Task description: Type out the material below exactly.

[Location annotation dataset excerpts]
-- -- --

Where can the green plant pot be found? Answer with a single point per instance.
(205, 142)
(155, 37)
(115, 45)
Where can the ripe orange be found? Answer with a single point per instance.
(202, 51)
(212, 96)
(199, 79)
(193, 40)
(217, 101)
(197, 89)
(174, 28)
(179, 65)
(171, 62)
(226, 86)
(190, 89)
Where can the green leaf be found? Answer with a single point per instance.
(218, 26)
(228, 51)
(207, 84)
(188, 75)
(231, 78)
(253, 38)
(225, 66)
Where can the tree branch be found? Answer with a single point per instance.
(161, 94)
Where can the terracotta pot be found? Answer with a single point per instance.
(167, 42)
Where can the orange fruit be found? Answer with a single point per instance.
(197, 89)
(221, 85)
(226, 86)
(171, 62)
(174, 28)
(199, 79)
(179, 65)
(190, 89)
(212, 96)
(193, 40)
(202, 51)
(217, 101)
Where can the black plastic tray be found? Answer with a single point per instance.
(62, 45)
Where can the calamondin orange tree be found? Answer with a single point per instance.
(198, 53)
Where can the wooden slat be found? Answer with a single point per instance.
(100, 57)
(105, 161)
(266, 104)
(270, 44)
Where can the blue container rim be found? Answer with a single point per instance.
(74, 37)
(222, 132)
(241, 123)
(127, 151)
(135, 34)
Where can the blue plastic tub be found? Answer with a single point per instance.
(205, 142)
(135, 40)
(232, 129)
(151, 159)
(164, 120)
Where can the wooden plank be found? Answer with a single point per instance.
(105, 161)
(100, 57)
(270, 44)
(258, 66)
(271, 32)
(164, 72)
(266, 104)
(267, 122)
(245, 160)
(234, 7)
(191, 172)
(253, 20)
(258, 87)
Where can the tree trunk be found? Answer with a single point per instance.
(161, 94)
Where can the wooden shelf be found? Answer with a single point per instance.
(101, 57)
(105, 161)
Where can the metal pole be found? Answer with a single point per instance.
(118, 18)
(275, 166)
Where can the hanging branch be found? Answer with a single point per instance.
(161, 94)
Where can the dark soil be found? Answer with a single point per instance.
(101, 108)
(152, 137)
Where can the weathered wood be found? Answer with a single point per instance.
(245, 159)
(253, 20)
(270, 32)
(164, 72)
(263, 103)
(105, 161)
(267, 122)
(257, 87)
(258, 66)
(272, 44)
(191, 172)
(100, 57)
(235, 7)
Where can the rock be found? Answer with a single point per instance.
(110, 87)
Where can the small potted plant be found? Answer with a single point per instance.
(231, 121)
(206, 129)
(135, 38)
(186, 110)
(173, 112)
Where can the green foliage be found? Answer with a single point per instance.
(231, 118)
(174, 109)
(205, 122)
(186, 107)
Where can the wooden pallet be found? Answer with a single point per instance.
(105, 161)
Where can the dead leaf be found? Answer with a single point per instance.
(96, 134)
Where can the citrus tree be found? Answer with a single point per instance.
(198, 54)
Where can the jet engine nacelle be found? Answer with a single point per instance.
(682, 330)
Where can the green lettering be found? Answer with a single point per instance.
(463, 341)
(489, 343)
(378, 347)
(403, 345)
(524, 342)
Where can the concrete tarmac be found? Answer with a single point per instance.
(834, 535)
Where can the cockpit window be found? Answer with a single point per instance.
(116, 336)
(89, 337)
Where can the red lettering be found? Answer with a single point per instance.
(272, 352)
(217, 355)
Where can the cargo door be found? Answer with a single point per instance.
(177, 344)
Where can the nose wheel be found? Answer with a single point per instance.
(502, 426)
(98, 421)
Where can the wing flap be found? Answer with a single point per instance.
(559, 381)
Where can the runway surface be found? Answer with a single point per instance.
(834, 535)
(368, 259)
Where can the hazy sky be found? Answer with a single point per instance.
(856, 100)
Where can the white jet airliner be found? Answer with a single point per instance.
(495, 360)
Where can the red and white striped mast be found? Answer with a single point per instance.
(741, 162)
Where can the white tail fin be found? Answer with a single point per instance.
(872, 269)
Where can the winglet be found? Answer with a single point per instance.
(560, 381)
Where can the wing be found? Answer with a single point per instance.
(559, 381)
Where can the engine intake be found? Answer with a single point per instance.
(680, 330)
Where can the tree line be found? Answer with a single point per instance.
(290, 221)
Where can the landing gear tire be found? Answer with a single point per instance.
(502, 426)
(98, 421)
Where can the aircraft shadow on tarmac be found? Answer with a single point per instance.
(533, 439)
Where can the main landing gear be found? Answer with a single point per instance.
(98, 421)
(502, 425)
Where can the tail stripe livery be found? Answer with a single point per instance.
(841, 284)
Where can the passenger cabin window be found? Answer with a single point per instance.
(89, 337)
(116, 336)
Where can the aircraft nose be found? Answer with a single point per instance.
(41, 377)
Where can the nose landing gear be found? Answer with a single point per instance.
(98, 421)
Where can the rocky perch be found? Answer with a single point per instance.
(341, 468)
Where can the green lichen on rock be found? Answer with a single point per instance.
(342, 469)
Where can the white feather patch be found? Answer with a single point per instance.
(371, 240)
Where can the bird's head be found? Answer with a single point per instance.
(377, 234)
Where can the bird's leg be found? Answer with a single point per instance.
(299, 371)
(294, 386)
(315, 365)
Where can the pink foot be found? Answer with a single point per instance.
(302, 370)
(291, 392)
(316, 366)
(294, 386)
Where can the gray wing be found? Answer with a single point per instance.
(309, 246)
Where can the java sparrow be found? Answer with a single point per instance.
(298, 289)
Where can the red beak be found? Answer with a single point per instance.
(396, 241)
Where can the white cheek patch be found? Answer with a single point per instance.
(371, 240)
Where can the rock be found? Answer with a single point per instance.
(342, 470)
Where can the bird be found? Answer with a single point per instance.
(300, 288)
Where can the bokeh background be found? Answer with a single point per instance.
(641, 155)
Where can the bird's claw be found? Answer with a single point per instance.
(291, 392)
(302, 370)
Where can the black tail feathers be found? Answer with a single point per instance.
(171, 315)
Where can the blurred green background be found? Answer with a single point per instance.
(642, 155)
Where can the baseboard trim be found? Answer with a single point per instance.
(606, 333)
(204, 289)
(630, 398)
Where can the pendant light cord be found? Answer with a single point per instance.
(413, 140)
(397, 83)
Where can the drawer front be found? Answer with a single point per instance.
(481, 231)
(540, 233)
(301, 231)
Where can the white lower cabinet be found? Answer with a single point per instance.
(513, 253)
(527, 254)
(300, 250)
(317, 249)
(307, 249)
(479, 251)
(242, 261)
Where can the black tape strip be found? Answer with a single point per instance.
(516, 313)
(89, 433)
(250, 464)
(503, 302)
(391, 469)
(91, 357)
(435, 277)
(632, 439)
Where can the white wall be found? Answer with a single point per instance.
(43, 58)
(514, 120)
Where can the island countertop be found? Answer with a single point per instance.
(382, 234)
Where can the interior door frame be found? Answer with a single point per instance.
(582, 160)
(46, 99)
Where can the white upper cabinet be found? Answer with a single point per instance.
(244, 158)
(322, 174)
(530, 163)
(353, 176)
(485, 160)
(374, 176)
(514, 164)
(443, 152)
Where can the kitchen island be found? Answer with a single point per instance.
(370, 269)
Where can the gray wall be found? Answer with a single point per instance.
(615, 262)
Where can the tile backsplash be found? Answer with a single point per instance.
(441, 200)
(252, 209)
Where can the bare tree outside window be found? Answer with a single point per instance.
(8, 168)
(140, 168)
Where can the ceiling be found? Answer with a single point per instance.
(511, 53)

-- -- --

Completed task:
Where can the green plant pot be found? Answer with a single point per instance.
(205, 142)
(155, 37)
(115, 45)
Where can the ripe orange be found? Answer with a single point per instance.
(202, 51)
(212, 96)
(199, 79)
(193, 40)
(217, 101)
(197, 89)
(174, 28)
(179, 65)
(171, 62)
(226, 86)
(190, 89)
Where can the green leaf be found? Answer with a single point per instance.
(218, 26)
(228, 51)
(207, 84)
(188, 75)
(231, 78)
(253, 38)
(225, 66)
Where can the tree branch be found? Answer with a single point per instance.
(161, 94)
Where can the terracotta pot be found? Answer with a single point per instance.
(167, 42)
Where can the orange fruit be found? Answer with a single point per instance.
(197, 89)
(221, 85)
(226, 86)
(171, 62)
(174, 28)
(199, 79)
(179, 65)
(190, 89)
(212, 96)
(193, 40)
(202, 51)
(217, 101)
Where can the black plastic tray be found? Answer with a single point per instance.
(62, 45)
Where can the calamondin orange tree be found? Answer with a single point per instance.
(198, 53)
Where can the wooden slat be found? Answer with a single point per instance.
(100, 57)
(105, 161)
(266, 104)
(270, 44)
Where can the blue container rim be found? Answer with a single point per instance.
(74, 37)
(222, 132)
(241, 123)
(127, 151)
(135, 34)
Where can the blue plastic tub be found? Answer with a single point per instance.
(205, 142)
(135, 40)
(232, 129)
(151, 159)
(164, 120)
Where can the wooden plank be found? Answer with a single point per instance.
(105, 161)
(100, 57)
(270, 44)
(258, 66)
(271, 32)
(164, 72)
(266, 104)
(267, 122)
(245, 160)
(234, 7)
(191, 172)
(253, 20)
(258, 87)
Where can the tree trunk be found? Answer with a single point per instance.
(161, 94)
Where can the wooden shelf be found? Answer with a single point per instance.
(101, 57)
(105, 161)
Where can the metal pole be found? Answer with a single point per instance.
(118, 18)
(275, 166)
Where can the hanging branch be found? Answer with a single point per instance.
(161, 94)
Where can the dark soil be found? Answer with a single point per instance.
(101, 108)
(152, 137)
Where can the weathered wood be found? Answer with a single point per instance.
(245, 159)
(253, 20)
(270, 32)
(164, 72)
(263, 103)
(105, 161)
(267, 122)
(257, 87)
(258, 66)
(272, 44)
(191, 172)
(100, 57)
(235, 7)
Where can the rock be found? Answer with a single point per instance.
(110, 87)
Where can the small potted plant be found? Answer with a single point per instance.
(231, 121)
(206, 129)
(135, 38)
(186, 110)
(173, 112)
Where can the green foliage be found? Answer with a single point per instance.
(231, 118)
(174, 109)
(205, 122)
(186, 107)
Where can the wooden pallet be found? Answer with a single point per instance.
(105, 161)
Where can the dead leaf be found? Answer with a single point per instance.
(96, 134)
Where can the citrus tree be found? Answer with a single point per instance.
(198, 54)
Where can the jet engine nacelle be found? Answer with a single point per instance.
(682, 330)
Where can the green lettering be found? Answer with a single point per instance.
(463, 341)
(489, 343)
(378, 347)
(403, 345)
(524, 342)
Where can the concrete tarmac be found? Answer with a single point per instance.
(834, 535)
Where can the cockpit window be found? Answer with a single point per instance.
(116, 336)
(89, 337)
Where can the red lettering be found? Answer with a single point per instance.
(272, 352)
(217, 355)
Where can the cargo door be found? Answer with a single point per instance.
(177, 344)
Where can the nose wheel be found? Answer with a single point per instance.
(502, 426)
(98, 421)
Where can the wing flap be found? Answer with a single point per instance.
(559, 381)
Where can the runway surface be found? Answer with a single point per instance.
(834, 535)
(368, 259)
Where can the hazy sky be found? Answer with a single point per instance.
(856, 100)
Where can the white jet airliner be found? Answer with a single point per instance.
(495, 360)
Where can the red and white striped mast be found? Answer with a single point per instance.
(741, 162)
Where can the white tail fin be found? Answer with a single point per instance.
(872, 269)
Where can the winglet be found? Answer with a single point per instance.
(560, 381)
Where can the wing be found? Answer with a single point per instance.
(559, 381)
Where can the engine intake be found? Answer with a single point per instance.
(680, 330)
Where can the tree line be found? Answer with a single point per instance.
(290, 221)
Where can the landing gear tire be found? Answer with a single point per instance.
(502, 426)
(98, 421)
Where can the aircraft shadow on tarmac be found? Answer with a single point per instance.
(533, 439)
Where can the main landing gear be found? Answer with a single point per instance.
(98, 421)
(502, 425)
Where can the tail stripe livery be found? Answer with a single point per instance.
(841, 284)
Where can the passenger cabin window be found? Answer with a single point per instance.
(89, 337)
(116, 336)
Where can the aircraft nose be found? Answer with a single point per instance.
(41, 377)
Where can the nose landing gear be found? Answer with a single point per instance.
(98, 421)
Where can the rocky perch be found? Answer with a single point per instance.
(341, 468)
Where can the green lichen on rock be found? Answer with a single point per instance.
(342, 469)
Where can the white feather patch be found? Answer with a single point per instance.
(371, 240)
Where can the bird's head be found? Answer with a single point per instance.
(377, 234)
Where can the bird's leg be found? Answer with a single point per instance.
(299, 371)
(294, 386)
(315, 365)
Where can the pink foot be found? Answer with a single point per instance.
(302, 370)
(291, 392)
(316, 366)
(294, 386)
Where can the gray wing be found? Answer with a single point per instance.
(309, 246)
Where can the java sparrow be found? Answer with a single point per instance.
(298, 289)
Where can the red beak be found? Answer with a single point per instance.
(396, 241)
Where can the white cheek patch be found? Answer with a single point per instance.
(371, 240)
Where can the rock be found? Answer with a single point per instance.
(342, 470)
Where can the bird be found? Answer with a single point per instance.
(300, 288)
Where can the bokeh background be found? Answer with a single point per instance.
(641, 155)
Where can the bird's claw be found? Answer with a single point per instance.
(291, 392)
(302, 370)
Where can the black tail feathers be found? Answer with a single point per instance.
(171, 315)
Where can the blurred green background be found? Answer with a single point per instance.
(642, 155)
Where can the baseboard trim be found? Answer with a single point per instance.
(606, 333)
(204, 289)
(630, 398)
Where can the pendant light cord be found? Answer with a single point per instance.
(413, 140)
(397, 83)
Where can the drawer front be found? Answer with a single point per instance.
(481, 231)
(540, 233)
(301, 231)
Where can the white lower cabinet be found? Answer with a single point per instance.
(513, 253)
(527, 254)
(300, 250)
(317, 249)
(307, 249)
(479, 251)
(242, 261)
Where can the black tape strip be found? Answer with a single point per instance.
(516, 313)
(89, 433)
(250, 464)
(503, 302)
(391, 469)
(91, 357)
(435, 277)
(632, 439)
Where can the white wall be found? Answer with a single point per instance.
(43, 58)
(514, 120)
Where can the island countertop be found? Answer with a single point per instance.
(382, 234)
Where can the interior door frame be found? Answer with a single point per instance.
(582, 160)
(46, 99)
Where can the white upper cabinet be found? Answer with a single point per instance.
(244, 158)
(322, 174)
(530, 163)
(353, 176)
(485, 160)
(374, 176)
(514, 164)
(443, 152)
Where can the kitchen island be found? Answer with a single point per instance.
(370, 269)
Where can the gray wall be found? Answer with a single point per instance.
(615, 262)
Where can the tile backsplash be found? Answer with a single point per instance.
(441, 200)
(252, 209)
Where can the bare tree outside window be found? Answer with a single point per instance.
(8, 168)
(140, 168)
Where can the ceiling be found? Answer with a single point per instance.
(511, 53)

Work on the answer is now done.